■ **Text extract**:
Data Feeder for ODBC Databases¶
Release Notes¶
v1.2.1 (12/24) Fix for race condition initializing PluginPool
v1.2.0 Support for incident timeseries data
v1.1.1 Refactored exclusion list logic
v1.1.0 Bug fixes for database re-connections attempts. Sync Incident function is now interruptible if the playbook/workflow is cancelled. Added ability to exclude fields from incident database table.
v1.0.8 Allow Data Sync function to continue without failing a workflow/playbook
v1.0.7 Fixes for mariaDB and mySQL DB access within App Host
v1.0.6 Fixes for removed datatable columns, added caching for db schema updates - improving performance
v1.0.5 Support for attachment content
v1.0.4 Oracle definitions for AppHost
v1.0.3 AppHost configurations for Postgresql, MS SQL Server, MySql, SQLite
v1.0.1 Duplication of incident id bug fix
Notes:¶
Issues exist deleting attachments and artifact attachments for IBM SOAR v39 and v40. A future release is expected to resolve this issue.
Deleting an incident will not also delete the incident artifacts, notes, tasks, datatables, etc.

■ **Data segment**:
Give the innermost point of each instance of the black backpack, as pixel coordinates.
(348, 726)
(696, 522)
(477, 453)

■ **Goal**: Write out the release notes for the ODBC data feeder, word for word and in full.

■ **Result of this exercise**:
Data Feeder for ODBC Databases¶
Release Notes¶
v1.2.1 (12/24) Fix for race condition initializing PluginPool
v1.2.0 Support for incident timeseries data
v1.1.1 Refactored exclusion list logic
v1.1.0 Bug fixes for database re-connections attempts. Sync Incident function is now interruptible if the playbook/workflow is cancelled. Added ability to exclude fields from incident database table.
v1.0.8 Allow Data Sync function to continue without failing a workflow/playbook
v1.0.7 Fixes for mariaDB and mySQL DB access within App Host
v1.0.6 Fixes for removed datatable columns, added caching for db schema updates - improving performance
v1.0.5 Support for attachment content
v1.0.4 Oracle definitions for AppHost
v1.0.3 AppHost configurations for Postgresql, MS SQL Server, MySql, SQLite
v1.0.1 Duplication of incident id bug fix
Notes:¶
Issues exist deleting attachments and artifact attachments for IBM SOAR v39 and v40. A future release is expected to resolve this issue.
Deleting an incident will not also delete the incident artifacts, notes, tasks, datatables, etc.